**Task objective**
Reproduce word for word the passage of the excise tax piece below that opens with the words containing "Question 2 cuts" and closes with "it's a drubbing.".

━━━━━ Text passage ━━━━━

ABOUT THE AUTHOR
Jeffrey Austin is a lawyer and legislative advocate for the Maine Municipal Association.
The editors of the Maine Sunday Telegram surprisingly chose to endorse Question 2 on the November ballot by saying the "auto excise tax could stand to be trimmed."
Question 2 cuts the excise rates by an average of 55 percent for the minority of Mainers who drive newer cars and creates a complete exemption for the owners of hybrid-type vehicles for the first three years of ownership. It reduces municipal revenues by $84 million per year.
The editorial correctly pointed out that this revenue is used to cover the $230 million annual cost to plow, sand, repair and maintain 14,000 miles of local roads and over 850 local bridges. Cutting local road budgets by well over one-third is inaccurately described as a "trimming" – it's a drubbing.
The editors misleadingly portray this reduction as a mere 2 percent of local budgets.
By law, municipalities collect property tax dollars used to fund Maine's 200-plus school districts and 16 counties, which are governmental entities that Maine's towns do not directly control.
Excise tax revenue, on the other hand, helps fund the municipal side of the ledger – roads, solid waste, police and fire protection, etc. Therefore the impacts of this cut will be on the "municipal side" of local budgets. A reduction of $84 million from the municipal side of the budget represents a 7 percent reduction to municipal spending, which is hardly a trifle.
The editorial ends by suggesting that local road budgets should not be cut by $84 million.
Instead, municipalities should "find economies in other spending categories" and use those savings to pay for roads and bridges.
Voters in Maine deserve to hear from proponents regarding exactly where this $84 million reduction should come from. Which local service should be "economized?" Education? Public safety?
The editors slough off the hard work of identifying how the local budgets should be cut in order to provide the owners of new cars and specialty cars this sizable tax break.

━━━━━ Data provided ━━━━━

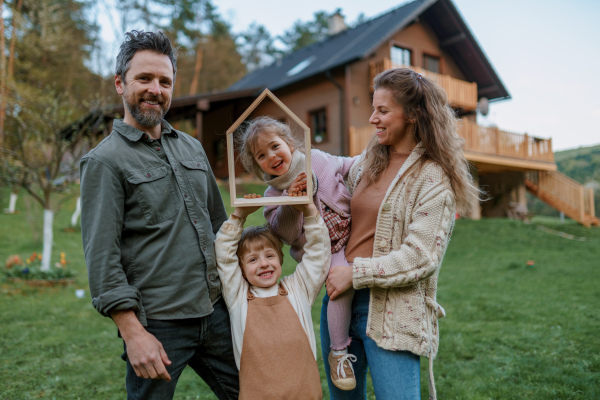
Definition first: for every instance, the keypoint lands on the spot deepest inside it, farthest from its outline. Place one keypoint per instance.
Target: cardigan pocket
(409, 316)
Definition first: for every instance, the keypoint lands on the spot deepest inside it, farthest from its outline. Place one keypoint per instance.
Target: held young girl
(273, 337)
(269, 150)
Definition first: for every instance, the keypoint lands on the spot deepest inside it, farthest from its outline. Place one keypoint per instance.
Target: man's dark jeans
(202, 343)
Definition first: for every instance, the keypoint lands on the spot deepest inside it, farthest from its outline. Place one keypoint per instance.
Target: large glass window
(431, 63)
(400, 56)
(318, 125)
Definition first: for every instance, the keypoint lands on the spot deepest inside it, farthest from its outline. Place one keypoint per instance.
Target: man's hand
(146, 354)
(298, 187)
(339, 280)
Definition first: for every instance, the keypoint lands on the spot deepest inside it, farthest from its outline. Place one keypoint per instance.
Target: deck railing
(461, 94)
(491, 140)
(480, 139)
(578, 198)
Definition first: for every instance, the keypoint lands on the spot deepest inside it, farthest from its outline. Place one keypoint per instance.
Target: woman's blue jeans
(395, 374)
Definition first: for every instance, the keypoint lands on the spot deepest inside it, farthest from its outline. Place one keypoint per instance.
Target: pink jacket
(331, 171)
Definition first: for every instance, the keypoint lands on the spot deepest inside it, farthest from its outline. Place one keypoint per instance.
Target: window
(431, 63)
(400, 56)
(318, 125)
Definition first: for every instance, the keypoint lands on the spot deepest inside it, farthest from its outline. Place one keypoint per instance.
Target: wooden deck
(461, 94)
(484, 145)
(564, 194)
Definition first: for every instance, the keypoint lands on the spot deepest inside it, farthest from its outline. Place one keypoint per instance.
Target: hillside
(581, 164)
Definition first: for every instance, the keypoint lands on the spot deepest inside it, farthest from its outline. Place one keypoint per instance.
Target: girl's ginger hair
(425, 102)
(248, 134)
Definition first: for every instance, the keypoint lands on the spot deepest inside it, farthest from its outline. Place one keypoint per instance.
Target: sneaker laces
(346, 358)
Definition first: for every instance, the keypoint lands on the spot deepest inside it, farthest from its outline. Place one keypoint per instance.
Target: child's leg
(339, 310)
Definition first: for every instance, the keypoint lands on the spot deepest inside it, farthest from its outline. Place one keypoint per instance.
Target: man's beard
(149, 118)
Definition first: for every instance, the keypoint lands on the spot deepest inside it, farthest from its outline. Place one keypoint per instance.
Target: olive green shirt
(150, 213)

━━━━━
━━━━━ Data provided ━━━━━

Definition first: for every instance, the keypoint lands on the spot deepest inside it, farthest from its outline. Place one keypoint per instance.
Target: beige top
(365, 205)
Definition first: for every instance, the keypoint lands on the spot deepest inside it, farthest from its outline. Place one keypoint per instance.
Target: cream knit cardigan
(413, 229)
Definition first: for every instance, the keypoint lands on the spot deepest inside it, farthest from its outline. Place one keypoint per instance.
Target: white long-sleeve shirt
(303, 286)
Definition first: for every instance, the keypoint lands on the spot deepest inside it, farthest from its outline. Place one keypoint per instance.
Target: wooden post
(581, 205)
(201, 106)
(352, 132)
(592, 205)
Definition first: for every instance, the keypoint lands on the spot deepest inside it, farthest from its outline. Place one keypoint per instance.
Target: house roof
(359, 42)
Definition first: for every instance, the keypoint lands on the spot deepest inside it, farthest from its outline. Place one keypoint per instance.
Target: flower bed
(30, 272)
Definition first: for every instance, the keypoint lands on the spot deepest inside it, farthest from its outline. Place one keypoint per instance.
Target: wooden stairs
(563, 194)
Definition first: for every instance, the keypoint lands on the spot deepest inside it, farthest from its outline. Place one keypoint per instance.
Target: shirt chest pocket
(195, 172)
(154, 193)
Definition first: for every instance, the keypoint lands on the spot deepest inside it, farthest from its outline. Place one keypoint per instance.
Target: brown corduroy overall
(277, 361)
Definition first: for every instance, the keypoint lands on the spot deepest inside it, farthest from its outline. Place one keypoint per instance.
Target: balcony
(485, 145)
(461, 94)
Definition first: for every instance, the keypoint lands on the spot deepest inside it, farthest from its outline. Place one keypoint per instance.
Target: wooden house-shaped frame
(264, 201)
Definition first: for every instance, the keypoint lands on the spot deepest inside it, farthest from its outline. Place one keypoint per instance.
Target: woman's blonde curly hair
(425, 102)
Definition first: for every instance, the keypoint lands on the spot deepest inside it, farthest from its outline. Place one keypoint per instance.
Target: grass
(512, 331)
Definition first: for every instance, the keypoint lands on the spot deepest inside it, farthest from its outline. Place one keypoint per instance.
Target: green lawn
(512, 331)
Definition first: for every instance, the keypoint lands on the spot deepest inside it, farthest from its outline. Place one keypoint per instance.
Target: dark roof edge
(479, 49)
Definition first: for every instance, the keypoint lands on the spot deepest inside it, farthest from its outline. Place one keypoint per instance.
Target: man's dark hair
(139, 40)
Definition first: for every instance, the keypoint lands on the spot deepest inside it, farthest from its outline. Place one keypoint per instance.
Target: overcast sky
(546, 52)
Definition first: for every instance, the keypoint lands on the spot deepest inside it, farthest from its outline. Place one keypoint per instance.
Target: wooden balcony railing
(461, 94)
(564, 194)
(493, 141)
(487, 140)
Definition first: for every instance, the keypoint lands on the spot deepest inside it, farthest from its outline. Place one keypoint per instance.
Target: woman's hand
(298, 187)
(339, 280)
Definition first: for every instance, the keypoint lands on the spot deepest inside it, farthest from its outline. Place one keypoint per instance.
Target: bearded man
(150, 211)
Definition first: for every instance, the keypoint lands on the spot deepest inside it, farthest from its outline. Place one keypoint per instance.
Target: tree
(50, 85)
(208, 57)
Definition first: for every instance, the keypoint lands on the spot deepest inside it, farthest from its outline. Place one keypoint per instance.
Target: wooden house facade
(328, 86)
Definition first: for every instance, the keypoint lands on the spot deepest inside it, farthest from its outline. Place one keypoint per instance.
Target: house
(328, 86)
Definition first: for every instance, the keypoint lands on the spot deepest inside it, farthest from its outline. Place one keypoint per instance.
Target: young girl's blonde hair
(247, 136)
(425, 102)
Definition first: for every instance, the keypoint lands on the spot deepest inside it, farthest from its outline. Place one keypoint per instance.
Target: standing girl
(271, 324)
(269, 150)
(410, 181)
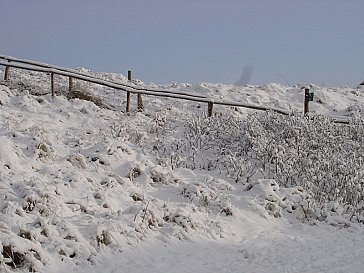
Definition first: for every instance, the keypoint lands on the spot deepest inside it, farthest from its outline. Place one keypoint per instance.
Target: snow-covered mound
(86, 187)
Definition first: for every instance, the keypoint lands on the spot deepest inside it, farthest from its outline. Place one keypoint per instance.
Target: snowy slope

━━━━━
━━━━━ Data provided ━━━━━

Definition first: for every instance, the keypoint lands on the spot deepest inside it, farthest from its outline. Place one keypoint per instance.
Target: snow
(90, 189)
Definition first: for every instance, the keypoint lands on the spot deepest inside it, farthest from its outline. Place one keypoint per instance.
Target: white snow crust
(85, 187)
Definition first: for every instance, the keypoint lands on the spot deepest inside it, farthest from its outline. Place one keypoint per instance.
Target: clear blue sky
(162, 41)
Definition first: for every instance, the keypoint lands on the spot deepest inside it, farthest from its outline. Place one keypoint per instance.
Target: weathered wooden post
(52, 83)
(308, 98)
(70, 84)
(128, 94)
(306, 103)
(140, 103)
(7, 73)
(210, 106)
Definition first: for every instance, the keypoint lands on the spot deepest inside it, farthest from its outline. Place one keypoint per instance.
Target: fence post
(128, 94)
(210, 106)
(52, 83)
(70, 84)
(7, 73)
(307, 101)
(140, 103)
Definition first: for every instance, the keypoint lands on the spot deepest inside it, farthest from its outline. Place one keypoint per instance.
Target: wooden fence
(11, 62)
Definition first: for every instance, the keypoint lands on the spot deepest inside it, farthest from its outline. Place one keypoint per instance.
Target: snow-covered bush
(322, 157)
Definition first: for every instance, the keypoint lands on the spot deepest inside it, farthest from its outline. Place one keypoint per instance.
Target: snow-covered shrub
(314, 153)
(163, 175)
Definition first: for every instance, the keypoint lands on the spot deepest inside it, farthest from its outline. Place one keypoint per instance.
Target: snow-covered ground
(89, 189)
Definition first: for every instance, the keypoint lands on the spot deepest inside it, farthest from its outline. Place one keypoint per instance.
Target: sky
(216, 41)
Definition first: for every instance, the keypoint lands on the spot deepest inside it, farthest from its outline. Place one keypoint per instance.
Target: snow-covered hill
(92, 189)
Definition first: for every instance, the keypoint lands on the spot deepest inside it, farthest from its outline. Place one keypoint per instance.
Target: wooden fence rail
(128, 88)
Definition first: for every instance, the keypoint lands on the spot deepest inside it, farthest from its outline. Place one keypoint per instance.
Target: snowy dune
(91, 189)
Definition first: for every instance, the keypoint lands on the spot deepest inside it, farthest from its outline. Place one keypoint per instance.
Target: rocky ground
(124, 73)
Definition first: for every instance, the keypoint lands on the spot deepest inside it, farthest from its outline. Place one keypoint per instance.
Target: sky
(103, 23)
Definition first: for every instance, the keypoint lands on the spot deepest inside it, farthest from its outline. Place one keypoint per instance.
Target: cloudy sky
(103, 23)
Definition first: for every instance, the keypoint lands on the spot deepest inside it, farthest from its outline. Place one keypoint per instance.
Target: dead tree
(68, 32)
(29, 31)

━━━━━

**The solution**
Question 2 cuts the excise rates by an average of 55 percent for the minority of Mainers who drive newer cars and creates a complete exemption for the owners of hybrid-type vehicles for the first three years of ownership. It reduces municipal revenues by $84 million per year.
The editorial correctly pointed out that this revenue is used to cover the $230 million annual cost to plow, sand, repair and maintain 14,000 miles of local roads and over 850 local bridges. Cutting local road budgets by well over one-third is inaccurately described as a "trimming" – it's a drubbing.